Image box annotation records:
|---|

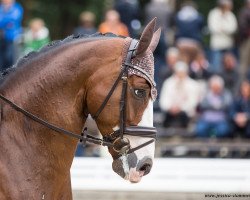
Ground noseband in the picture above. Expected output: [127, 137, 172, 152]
[0, 39, 156, 155]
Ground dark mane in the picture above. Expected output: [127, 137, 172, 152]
[0, 32, 125, 84]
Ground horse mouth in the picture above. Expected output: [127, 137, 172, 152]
[112, 157, 152, 183]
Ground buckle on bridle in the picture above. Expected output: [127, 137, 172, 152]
[113, 137, 130, 155]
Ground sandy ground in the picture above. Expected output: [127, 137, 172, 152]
[73, 191, 213, 200]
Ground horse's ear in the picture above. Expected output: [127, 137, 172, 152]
[136, 17, 156, 56]
[149, 28, 161, 52]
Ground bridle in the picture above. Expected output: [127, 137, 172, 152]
[0, 39, 156, 155]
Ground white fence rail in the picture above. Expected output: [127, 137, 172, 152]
[71, 158, 250, 193]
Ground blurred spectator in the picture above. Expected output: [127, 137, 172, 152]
[0, 0, 23, 70]
[160, 61, 199, 128]
[176, 38, 201, 64]
[208, 0, 237, 72]
[24, 18, 50, 54]
[239, 0, 250, 77]
[175, 1, 204, 44]
[221, 53, 239, 94]
[99, 10, 129, 36]
[189, 51, 211, 98]
[190, 51, 211, 81]
[74, 11, 97, 35]
[159, 47, 180, 85]
[114, 0, 141, 37]
[145, 0, 173, 33]
[196, 75, 232, 137]
[232, 81, 250, 137]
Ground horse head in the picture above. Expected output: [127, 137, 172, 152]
[87, 19, 161, 182]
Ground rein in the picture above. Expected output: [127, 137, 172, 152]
[0, 39, 156, 155]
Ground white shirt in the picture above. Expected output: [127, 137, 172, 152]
[159, 75, 200, 117]
[208, 8, 237, 50]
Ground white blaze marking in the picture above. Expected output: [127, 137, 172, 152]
[138, 99, 153, 127]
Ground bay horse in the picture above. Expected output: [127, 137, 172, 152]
[0, 19, 160, 200]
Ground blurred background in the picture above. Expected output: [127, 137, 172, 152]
[0, 0, 250, 200]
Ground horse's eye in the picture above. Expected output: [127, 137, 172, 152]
[134, 89, 146, 98]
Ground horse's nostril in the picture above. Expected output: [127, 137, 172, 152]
[139, 163, 152, 176]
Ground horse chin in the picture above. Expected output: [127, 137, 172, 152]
[112, 156, 144, 183]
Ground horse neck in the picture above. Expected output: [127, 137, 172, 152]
[0, 36, 123, 196]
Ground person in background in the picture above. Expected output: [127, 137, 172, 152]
[231, 80, 250, 138]
[24, 18, 50, 54]
[159, 47, 180, 85]
[189, 51, 212, 98]
[73, 11, 97, 35]
[145, 0, 173, 35]
[99, 10, 129, 36]
[208, 0, 237, 73]
[239, 0, 250, 78]
[221, 53, 239, 95]
[114, 0, 141, 37]
[175, 1, 205, 45]
[0, 0, 23, 71]
[195, 75, 232, 138]
[159, 61, 199, 128]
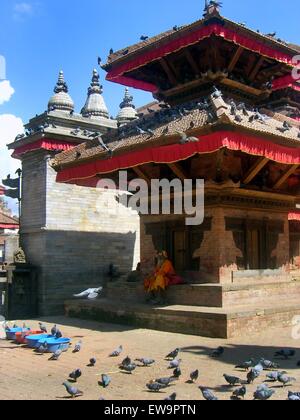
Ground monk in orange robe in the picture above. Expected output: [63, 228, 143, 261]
[144, 251, 182, 304]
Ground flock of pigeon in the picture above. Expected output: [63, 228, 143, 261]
[6, 323, 300, 401]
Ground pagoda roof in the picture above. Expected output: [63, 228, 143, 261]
[52, 95, 300, 180]
[102, 13, 300, 80]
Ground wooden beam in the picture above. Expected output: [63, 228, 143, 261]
[274, 165, 299, 190]
[185, 50, 201, 76]
[249, 57, 265, 82]
[243, 158, 269, 185]
[159, 58, 177, 86]
[228, 47, 244, 73]
[168, 163, 188, 181]
[132, 166, 151, 185]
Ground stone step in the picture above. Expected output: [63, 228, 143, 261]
[65, 299, 300, 339]
[105, 281, 300, 308]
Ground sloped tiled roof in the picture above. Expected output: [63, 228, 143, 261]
[52, 96, 300, 168]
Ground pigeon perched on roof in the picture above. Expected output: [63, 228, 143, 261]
[69, 369, 82, 382]
[109, 346, 123, 357]
[253, 385, 275, 401]
[74, 287, 103, 300]
[199, 386, 218, 401]
[223, 374, 242, 386]
[63, 382, 83, 398]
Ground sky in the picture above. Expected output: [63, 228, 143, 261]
[0, 0, 300, 212]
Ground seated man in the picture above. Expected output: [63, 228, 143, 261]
[144, 251, 183, 305]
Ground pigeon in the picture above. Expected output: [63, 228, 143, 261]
[210, 347, 225, 359]
[73, 340, 82, 353]
[173, 367, 182, 379]
[190, 370, 199, 382]
[275, 349, 296, 360]
[36, 341, 48, 354]
[51, 325, 58, 337]
[165, 349, 180, 360]
[120, 363, 137, 374]
[120, 356, 132, 366]
[135, 359, 155, 367]
[49, 348, 62, 361]
[63, 382, 83, 398]
[232, 386, 247, 399]
[74, 287, 103, 300]
[155, 376, 176, 386]
[278, 373, 296, 387]
[253, 385, 275, 401]
[260, 359, 280, 370]
[101, 374, 111, 388]
[235, 359, 255, 371]
[69, 369, 82, 382]
[39, 322, 48, 334]
[212, 86, 223, 99]
[177, 131, 199, 144]
[223, 375, 242, 386]
[247, 368, 261, 385]
[266, 372, 286, 382]
[165, 392, 177, 401]
[168, 359, 182, 369]
[109, 346, 123, 357]
[89, 357, 97, 367]
[199, 386, 218, 401]
[146, 382, 167, 392]
[288, 391, 300, 401]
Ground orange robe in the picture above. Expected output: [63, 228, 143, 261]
[144, 260, 176, 293]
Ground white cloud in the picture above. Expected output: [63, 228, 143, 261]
[0, 80, 15, 105]
[0, 114, 24, 212]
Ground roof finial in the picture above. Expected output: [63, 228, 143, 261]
[81, 69, 109, 118]
[117, 88, 137, 124]
[204, 0, 223, 17]
[48, 70, 74, 112]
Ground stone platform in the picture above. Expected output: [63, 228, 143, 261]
[65, 281, 300, 339]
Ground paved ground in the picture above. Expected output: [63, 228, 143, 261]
[0, 318, 300, 400]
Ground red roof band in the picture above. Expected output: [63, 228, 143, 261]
[57, 131, 300, 183]
[106, 24, 295, 92]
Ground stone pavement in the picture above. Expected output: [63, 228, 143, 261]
[0, 317, 300, 400]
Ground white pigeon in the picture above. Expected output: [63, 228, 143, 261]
[74, 287, 103, 300]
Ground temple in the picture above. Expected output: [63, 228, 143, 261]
[10, 1, 300, 338]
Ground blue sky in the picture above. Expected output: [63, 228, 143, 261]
[0, 0, 300, 213]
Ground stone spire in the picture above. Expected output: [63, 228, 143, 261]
[48, 71, 74, 113]
[81, 70, 109, 118]
[117, 88, 138, 124]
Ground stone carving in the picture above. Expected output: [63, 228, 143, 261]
[14, 248, 26, 264]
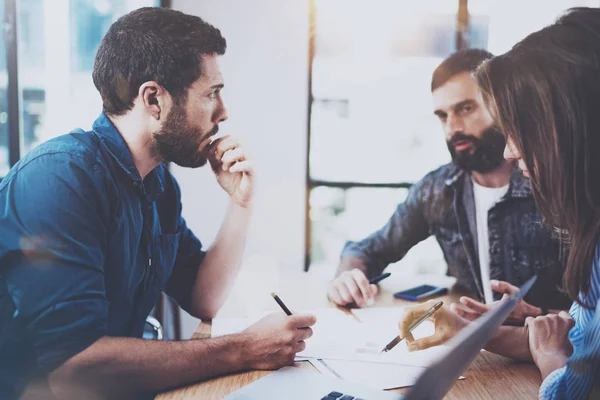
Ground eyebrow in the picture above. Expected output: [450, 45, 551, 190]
[433, 99, 477, 117]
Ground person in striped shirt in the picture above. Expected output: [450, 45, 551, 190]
[400, 8, 600, 399]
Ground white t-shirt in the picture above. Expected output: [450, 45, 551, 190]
[473, 180, 508, 304]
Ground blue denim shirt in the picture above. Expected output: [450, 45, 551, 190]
[342, 163, 571, 309]
[0, 114, 204, 398]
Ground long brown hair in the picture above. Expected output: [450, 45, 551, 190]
[476, 8, 600, 306]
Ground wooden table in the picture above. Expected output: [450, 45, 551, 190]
[156, 273, 541, 400]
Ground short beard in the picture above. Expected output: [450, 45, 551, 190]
[152, 105, 219, 168]
[447, 126, 506, 174]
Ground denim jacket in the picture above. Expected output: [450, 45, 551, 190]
[342, 163, 570, 309]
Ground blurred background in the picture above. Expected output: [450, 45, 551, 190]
[0, 0, 600, 337]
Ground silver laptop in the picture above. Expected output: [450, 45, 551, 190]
[225, 276, 536, 400]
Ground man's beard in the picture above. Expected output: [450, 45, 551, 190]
[152, 105, 219, 168]
[447, 126, 506, 173]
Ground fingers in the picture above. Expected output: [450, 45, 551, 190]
[288, 314, 317, 329]
[408, 333, 446, 351]
[292, 341, 306, 353]
[460, 296, 490, 314]
[398, 300, 437, 337]
[369, 285, 379, 298]
[225, 160, 254, 174]
[490, 279, 519, 295]
[558, 311, 575, 330]
[327, 269, 376, 307]
[294, 327, 313, 342]
[350, 269, 375, 307]
[210, 135, 240, 161]
[221, 147, 246, 171]
[329, 278, 354, 306]
[450, 303, 481, 321]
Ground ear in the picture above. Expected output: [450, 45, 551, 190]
[138, 81, 171, 121]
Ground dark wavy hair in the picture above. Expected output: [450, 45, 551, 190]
[92, 7, 227, 115]
[476, 8, 600, 307]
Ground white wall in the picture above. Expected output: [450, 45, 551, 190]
[172, 0, 309, 338]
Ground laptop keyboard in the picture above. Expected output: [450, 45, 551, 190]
[321, 392, 363, 400]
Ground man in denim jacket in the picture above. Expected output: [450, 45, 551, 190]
[328, 49, 569, 322]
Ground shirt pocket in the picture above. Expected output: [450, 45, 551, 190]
[152, 233, 179, 290]
[435, 226, 461, 246]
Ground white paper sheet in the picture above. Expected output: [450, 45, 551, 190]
[319, 360, 464, 390]
[212, 307, 447, 367]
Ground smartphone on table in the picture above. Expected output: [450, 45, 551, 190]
[394, 285, 448, 301]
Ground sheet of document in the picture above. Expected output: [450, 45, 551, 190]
[212, 307, 447, 367]
[311, 359, 464, 390]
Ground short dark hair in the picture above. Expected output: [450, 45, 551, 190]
[431, 49, 494, 92]
[92, 7, 227, 115]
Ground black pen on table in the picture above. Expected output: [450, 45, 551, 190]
[271, 292, 292, 315]
[379, 301, 444, 354]
[369, 272, 391, 285]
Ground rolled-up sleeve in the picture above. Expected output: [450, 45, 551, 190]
[539, 303, 600, 400]
[0, 153, 108, 373]
[341, 176, 431, 276]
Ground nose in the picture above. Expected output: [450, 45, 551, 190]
[214, 96, 229, 123]
[504, 139, 519, 161]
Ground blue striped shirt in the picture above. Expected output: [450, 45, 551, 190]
[539, 245, 600, 399]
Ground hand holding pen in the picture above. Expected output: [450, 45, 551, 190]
[327, 268, 390, 307]
[381, 300, 444, 353]
[238, 294, 317, 370]
[398, 300, 469, 351]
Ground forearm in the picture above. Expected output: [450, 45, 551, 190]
[49, 334, 248, 399]
[485, 325, 533, 361]
[192, 202, 251, 319]
[335, 256, 371, 277]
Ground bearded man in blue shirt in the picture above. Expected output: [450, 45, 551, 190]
[0, 8, 315, 398]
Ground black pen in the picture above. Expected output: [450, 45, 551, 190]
[271, 292, 292, 315]
[380, 301, 444, 354]
[369, 272, 391, 285]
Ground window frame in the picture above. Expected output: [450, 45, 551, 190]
[304, 0, 469, 272]
[0, 0, 171, 181]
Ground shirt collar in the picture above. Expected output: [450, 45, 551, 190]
[444, 163, 532, 198]
[92, 113, 165, 201]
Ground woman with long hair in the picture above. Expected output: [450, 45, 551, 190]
[401, 8, 600, 399]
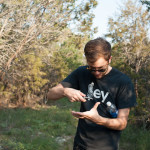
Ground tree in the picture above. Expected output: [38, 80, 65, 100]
[0, 0, 97, 105]
[0, 0, 97, 79]
[106, 0, 150, 97]
[141, 0, 150, 11]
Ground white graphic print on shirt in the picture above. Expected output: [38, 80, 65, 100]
[87, 82, 109, 103]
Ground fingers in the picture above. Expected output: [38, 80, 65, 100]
[71, 111, 84, 118]
[93, 102, 100, 109]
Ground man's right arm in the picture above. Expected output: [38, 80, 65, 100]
[47, 84, 86, 102]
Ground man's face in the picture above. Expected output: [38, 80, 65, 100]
[87, 57, 109, 79]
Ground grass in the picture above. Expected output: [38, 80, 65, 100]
[0, 99, 150, 150]
[0, 99, 79, 150]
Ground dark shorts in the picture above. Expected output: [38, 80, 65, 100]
[73, 143, 86, 150]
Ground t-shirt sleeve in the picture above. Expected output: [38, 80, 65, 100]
[117, 81, 137, 109]
[61, 69, 78, 89]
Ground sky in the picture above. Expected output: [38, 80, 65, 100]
[93, 0, 123, 38]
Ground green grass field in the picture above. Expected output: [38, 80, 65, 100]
[0, 99, 150, 150]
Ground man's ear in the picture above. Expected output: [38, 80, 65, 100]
[109, 56, 112, 64]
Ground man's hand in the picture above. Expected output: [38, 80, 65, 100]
[72, 102, 130, 130]
[72, 102, 103, 124]
[64, 88, 86, 102]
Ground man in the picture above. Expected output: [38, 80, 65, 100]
[47, 38, 136, 150]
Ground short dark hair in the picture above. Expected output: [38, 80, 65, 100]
[84, 37, 111, 63]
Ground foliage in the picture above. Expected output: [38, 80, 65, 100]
[106, 0, 150, 112]
[0, 0, 97, 105]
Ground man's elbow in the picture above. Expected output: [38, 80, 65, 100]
[118, 121, 127, 130]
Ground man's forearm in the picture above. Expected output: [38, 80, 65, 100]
[98, 118, 127, 130]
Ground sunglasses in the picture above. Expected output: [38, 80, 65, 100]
[87, 66, 108, 73]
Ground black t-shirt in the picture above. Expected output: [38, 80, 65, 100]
[61, 66, 136, 150]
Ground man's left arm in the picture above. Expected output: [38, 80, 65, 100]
[72, 102, 130, 130]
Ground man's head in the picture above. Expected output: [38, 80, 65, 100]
[84, 38, 111, 78]
[84, 38, 111, 63]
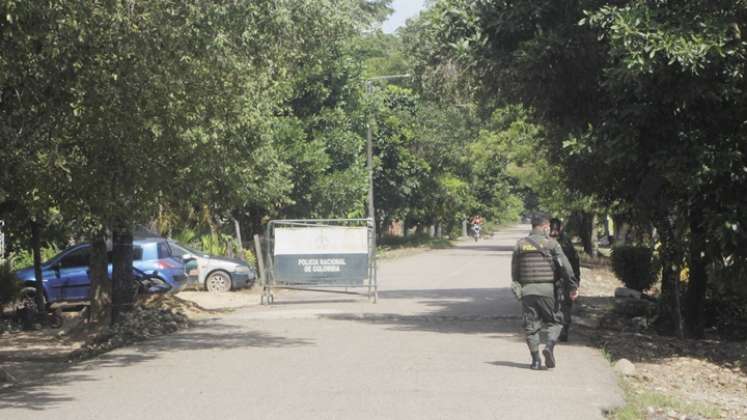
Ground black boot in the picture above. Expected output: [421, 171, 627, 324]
[529, 351, 542, 370]
[542, 341, 555, 369]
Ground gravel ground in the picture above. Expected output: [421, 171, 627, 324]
[576, 260, 747, 419]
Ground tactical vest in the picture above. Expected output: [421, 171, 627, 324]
[518, 240, 555, 285]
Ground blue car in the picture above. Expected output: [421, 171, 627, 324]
[16, 238, 187, 304]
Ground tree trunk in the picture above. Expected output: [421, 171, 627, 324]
[577, 212, 599, 257]
[685, 203, 708, 338]
[31, 220, 47, 324]
[112, 226, 136, 323]
[232, 217, 245, 260]
[661, 221, 685, 338]
[589, 213, 599, 258]
[88, 232, 112, 325]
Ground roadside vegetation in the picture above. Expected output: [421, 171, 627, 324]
[0, 0, 747, 412]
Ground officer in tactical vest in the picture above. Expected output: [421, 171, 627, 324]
[550, 218, 581, 341]
[511, 215, 578, 370]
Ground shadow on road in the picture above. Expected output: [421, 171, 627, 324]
[316, 288, 523, 340]
[487, 360, 529, 369]
[0, 322, 313, 411]
[449, 244, 514, 254]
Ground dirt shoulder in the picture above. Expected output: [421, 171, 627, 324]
[575, 260, 747, 419]
[0, 293, 216, 392]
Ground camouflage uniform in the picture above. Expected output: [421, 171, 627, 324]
[511, 228, 578, 354]
[556, 233, 581, 341]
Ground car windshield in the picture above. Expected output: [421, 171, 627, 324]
[169, 242, 207, 257]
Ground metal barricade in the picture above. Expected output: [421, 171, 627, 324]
[261, 219, 378, 305]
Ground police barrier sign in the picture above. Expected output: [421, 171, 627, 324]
[273, 226, 369, 285]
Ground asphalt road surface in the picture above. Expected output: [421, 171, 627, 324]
[0, 226, 622, 420]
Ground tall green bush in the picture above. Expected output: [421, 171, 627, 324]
[612, 245, 658, 291]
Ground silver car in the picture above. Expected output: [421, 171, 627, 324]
[169, 241, 257, 292]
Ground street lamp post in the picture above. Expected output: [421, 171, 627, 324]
[366, 74, 410, 303]
[366, 74, 410, 236]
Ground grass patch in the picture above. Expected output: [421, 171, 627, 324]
[607, 379, 721, 420]
[376, 235, 453, 254]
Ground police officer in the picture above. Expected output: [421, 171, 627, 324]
[511, 215, 578, 370]
[550, 218, 581, 341]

|---|

**Problem statement**
Please arrange everything from the start of the records down to the line containing "[149, 28, 161, 52]", both ends included, as a Markdown table with the columns Row and Record line. Number each row and leave out blank lines and the pictures.

**Written reply**
| Row | Record line |
|---|---|
| 1 | Ground noseband in the picture above. Expected output: [127, 137, 172, 152] |
| 2 | [0, 39, 156, 155] |
| 3 | Ground dark mane in the picture above. Expected output: [127, 137, 172, 152] |
| 4 | [0, 32, 125, 84] |
| 5 | Ground horse mouth in the picture above. Expected output: [127, 137, 172, 152] |
| 6 | [112, 157, 152, 183] |
| 7 | Ground buckle on bridle in the picture above. Expected output: [127, 137, 172, 152] |
| 8 | [113, 137, 130, 155] |
| 9 | Ground sandy ground in the picture above. Expected output: [127, 137, 172, 152] |
| 10 | [73, 191, 213, 200] |
| 11 | Ground horse's ear in the picture above. Expected output: [127, 137, 172, 152] |
| 12 | [136, 17, 156, 56] |
| 13 | [149, 28, 161, 52] |